The task » Your answer must be a word-for-word copy of the data.

▶

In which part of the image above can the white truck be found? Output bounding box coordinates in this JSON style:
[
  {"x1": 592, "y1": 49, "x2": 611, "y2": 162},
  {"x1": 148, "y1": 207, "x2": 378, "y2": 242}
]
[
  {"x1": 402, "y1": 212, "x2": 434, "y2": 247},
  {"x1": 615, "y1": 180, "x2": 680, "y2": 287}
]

◀

Result »
In which part of the image above can the white truck be found? Output bounding box coordinates in this JSON style:
[
  {"x1": 592, "y1": 49, "x2": 611, "y2": 162},
  {"x1": 148, "y1": 207, "x2": 378, "y2": 242}
]
[
  {"x1": 402, "y1": 212, "x2": 434, "y2": 247},
  {"x1": 615, "y1": 180, "x2": 680, "y2": 287}
]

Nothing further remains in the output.